__OBJECTIVE__: Look below for the line that contains "In the photo above, where can the stone step", then copy it and each following line to the end of the records, minus any pictures.

__SUPPLIED DATA__:
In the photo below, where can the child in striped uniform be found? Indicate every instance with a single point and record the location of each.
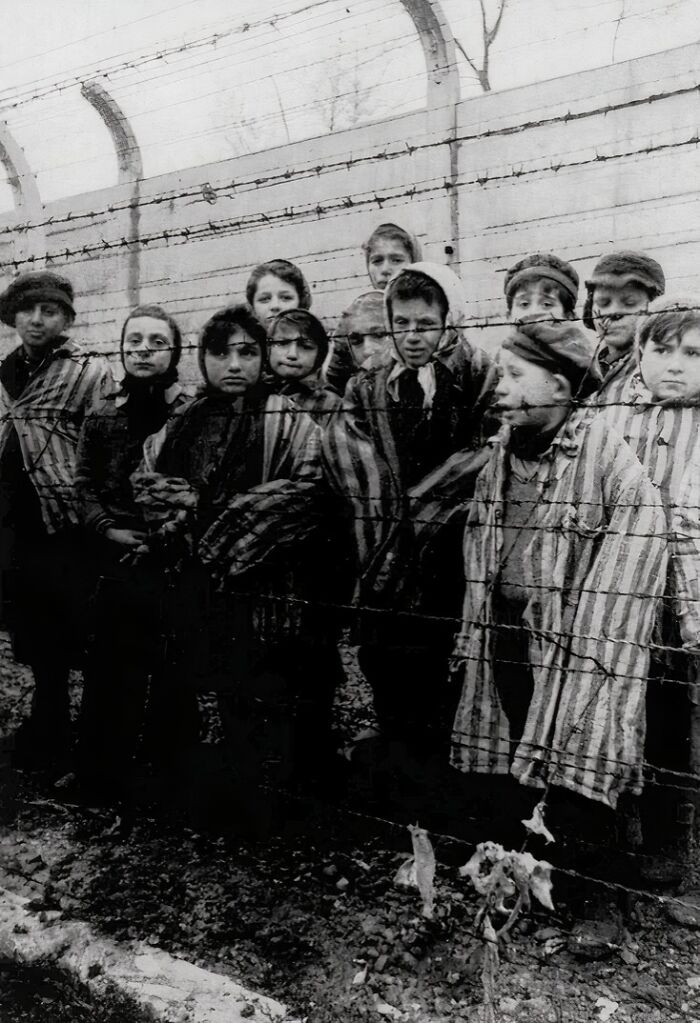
(661, 424)
(298, 346)
(620, 287)
(247, 465)
(125, 656)
(386, 251)
(565, 558)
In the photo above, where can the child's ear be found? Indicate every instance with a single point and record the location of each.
(562, 391)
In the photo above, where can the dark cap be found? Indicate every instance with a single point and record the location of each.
(561, 348)
(618, 269)
(39, 285)
(542, 265)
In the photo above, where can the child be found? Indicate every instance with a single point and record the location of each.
(540, 286)
(620, 287)
(274, 286)
(362, 325)
(564, 559)
(298, 346)
(47, 386)
(126, 621)
(662, 427)
(386, 251)
(251, 461)
(401, 419)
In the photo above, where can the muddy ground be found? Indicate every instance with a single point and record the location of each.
(307, 909)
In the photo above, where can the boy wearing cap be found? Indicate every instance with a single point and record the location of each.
(401, 418)
(620, 287)
(661, 424)
(540, 286)
(564, 559)
(47, 385)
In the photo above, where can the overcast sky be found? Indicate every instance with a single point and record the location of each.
(318, 64)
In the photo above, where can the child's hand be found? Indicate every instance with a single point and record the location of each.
(161, 495)
(126, 537)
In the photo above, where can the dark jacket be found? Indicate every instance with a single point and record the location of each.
(111, 447)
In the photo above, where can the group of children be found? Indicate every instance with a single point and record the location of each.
(517, 533)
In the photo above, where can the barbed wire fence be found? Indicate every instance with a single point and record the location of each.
(399, 202)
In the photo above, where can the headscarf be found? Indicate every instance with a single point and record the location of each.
(452, 290)
(618, 269)
(561, 348)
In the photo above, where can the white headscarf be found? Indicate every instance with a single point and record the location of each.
(452, 287)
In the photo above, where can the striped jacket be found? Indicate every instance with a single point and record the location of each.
(596, 568)
(278, 510)
(47, 416)
(621, 388)
(359, 451)
(666, 440)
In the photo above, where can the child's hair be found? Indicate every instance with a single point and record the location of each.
(413, 284)
(667, 319)
(622, 268)
(559, 274)
(311, 327)
(288, 272)
(157, 312)
(392, 232)
(220, 326)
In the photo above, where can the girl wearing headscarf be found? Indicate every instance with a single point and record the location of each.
(298, 346)
(387, 250)
(233, 481)
(400, 420)
(125, 619)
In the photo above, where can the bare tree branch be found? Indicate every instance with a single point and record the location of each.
(488, 37)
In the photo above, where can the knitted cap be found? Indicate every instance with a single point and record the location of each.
(618, 269)
(538, 266)
(672, 315)
(39, 285)
(561, 349)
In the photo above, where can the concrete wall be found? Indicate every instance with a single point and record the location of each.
(579, 165)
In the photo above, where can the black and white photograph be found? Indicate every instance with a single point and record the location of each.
(350, 512)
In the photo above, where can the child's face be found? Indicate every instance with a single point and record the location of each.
(293, 356)
(670, 366)
(615, 311)
(273, 296)
(366, 336)
(147, 347)
(237, 367)
(40, 323)
(385, 257)
(527, 395)
(536, 300)
(418, 328)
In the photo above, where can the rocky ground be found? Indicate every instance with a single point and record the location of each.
(309, 912)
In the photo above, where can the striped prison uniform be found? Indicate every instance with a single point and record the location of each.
(47, 416)
(360, 453)
(595, 568)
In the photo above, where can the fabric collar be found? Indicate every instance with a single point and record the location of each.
(169, 395)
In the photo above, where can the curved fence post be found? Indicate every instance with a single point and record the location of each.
(31, 242)
(130, 172)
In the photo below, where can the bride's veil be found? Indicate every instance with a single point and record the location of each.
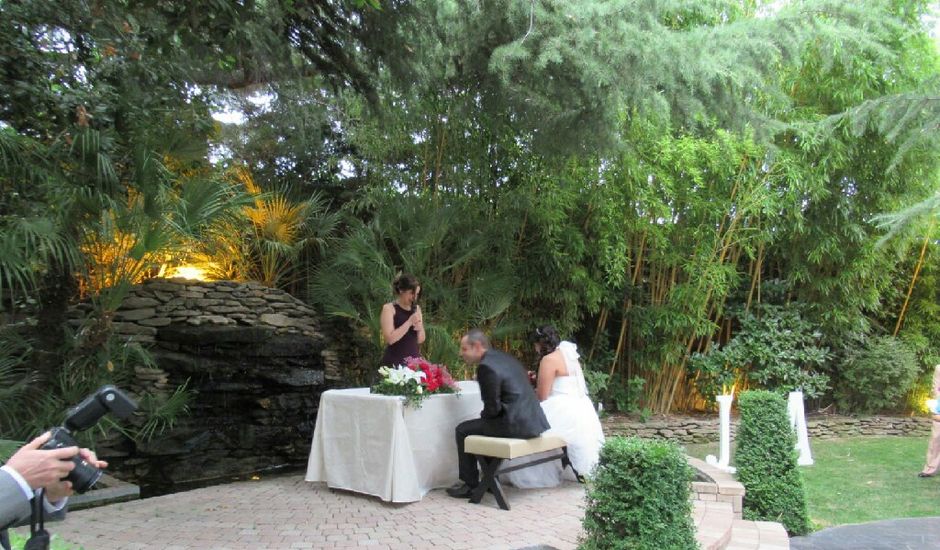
(570, 353)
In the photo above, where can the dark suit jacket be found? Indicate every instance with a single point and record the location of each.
(509, 402)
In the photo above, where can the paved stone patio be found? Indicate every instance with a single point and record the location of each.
(287, 512)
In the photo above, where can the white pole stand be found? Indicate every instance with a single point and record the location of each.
(724, 415)
(798, 422)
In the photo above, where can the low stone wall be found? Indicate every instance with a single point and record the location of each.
(703, 429)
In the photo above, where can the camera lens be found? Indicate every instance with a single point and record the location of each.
(84, 476)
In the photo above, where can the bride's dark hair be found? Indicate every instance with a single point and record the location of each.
(547, 336)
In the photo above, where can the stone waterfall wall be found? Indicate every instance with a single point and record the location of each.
(257, 361)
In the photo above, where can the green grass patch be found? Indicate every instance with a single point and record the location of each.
(18, 541)
(861, 479)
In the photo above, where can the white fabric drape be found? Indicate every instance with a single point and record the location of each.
(373, 444)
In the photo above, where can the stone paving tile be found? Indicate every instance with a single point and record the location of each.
(287, 513)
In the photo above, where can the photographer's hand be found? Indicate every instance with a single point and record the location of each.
(39, 467)
(61, 489)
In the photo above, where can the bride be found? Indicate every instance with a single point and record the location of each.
(564, 398)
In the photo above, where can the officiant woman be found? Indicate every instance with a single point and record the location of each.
(401, 322)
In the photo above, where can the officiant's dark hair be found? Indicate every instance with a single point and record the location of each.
(404, 282)
(547, 336)
(475, 335)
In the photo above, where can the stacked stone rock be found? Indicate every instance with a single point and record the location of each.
(253, 358)
(163, 302)
(703, 429)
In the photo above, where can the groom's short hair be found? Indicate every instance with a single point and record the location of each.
(475, 335)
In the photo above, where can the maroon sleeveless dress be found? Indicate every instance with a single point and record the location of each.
(406, 346)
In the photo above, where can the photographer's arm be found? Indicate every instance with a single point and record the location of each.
(60, 490)
(29, 469)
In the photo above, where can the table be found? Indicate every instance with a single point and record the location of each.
(373, 444)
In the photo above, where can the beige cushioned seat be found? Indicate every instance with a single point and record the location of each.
(508, 448)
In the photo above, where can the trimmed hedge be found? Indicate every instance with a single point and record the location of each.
(640, 498)
(766, 461)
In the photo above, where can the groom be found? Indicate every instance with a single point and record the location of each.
(510, 407)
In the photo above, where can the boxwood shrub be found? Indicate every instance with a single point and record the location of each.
(766, 461)
(639, 497)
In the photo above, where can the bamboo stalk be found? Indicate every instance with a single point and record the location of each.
(917, 268)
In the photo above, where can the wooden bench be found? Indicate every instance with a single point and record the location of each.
(492, 451)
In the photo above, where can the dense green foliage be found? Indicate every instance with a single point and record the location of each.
(775, 348)
(639, 497)
(654, 178)
(766, 461)
(875, 376)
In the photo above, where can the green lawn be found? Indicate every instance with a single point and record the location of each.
(863, 479)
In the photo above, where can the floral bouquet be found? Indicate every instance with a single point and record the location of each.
(415, 380)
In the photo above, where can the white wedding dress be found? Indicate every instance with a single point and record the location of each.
(572, 417)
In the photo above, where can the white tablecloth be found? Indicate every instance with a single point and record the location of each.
(373, 444)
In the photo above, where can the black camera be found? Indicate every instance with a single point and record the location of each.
(85, 415)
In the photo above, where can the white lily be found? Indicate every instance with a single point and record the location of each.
(401, 375)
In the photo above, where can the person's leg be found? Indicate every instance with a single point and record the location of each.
(933, 451)
(467, 463)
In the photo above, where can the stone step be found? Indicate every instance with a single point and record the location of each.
(713, 523)
(758, 535)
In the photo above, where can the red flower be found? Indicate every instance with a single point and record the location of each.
(436, 377)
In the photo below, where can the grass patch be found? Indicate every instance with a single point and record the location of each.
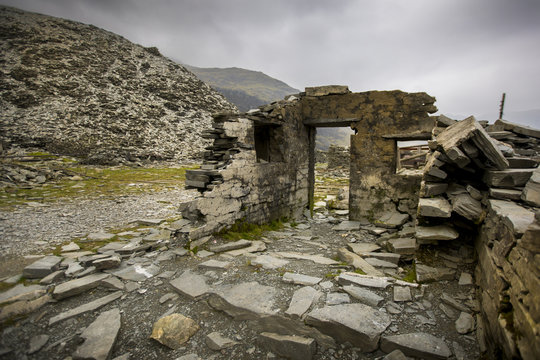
(248, 231)
(411, 274)
(97, 182)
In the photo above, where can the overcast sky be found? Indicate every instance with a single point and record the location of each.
(466, 53)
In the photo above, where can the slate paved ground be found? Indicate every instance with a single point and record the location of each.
(246, 305)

__EXERCISE ANSWER__:
In the photo above, where can the stone step be found? Indicate every instance with a single point and record the location of each.
(713, 523)
(758, 535)
In the photo above, where can the red flower be found? Indicate every instance with a single point and record the location of each.
(436, 377)
In the photo below, where can the grass patch be found? Indicate every instance with a single point and record the location of each.
(248, 231)
(411, 274)
(97, 182)
In the photo above, where can the overcast sky be found? Indicate every instance with a single point and record the location of each.
(466, 53)
In the photo above, where can the slate paved ground be found? Indicate every instance with a single point and record the location of each.
(246, 305)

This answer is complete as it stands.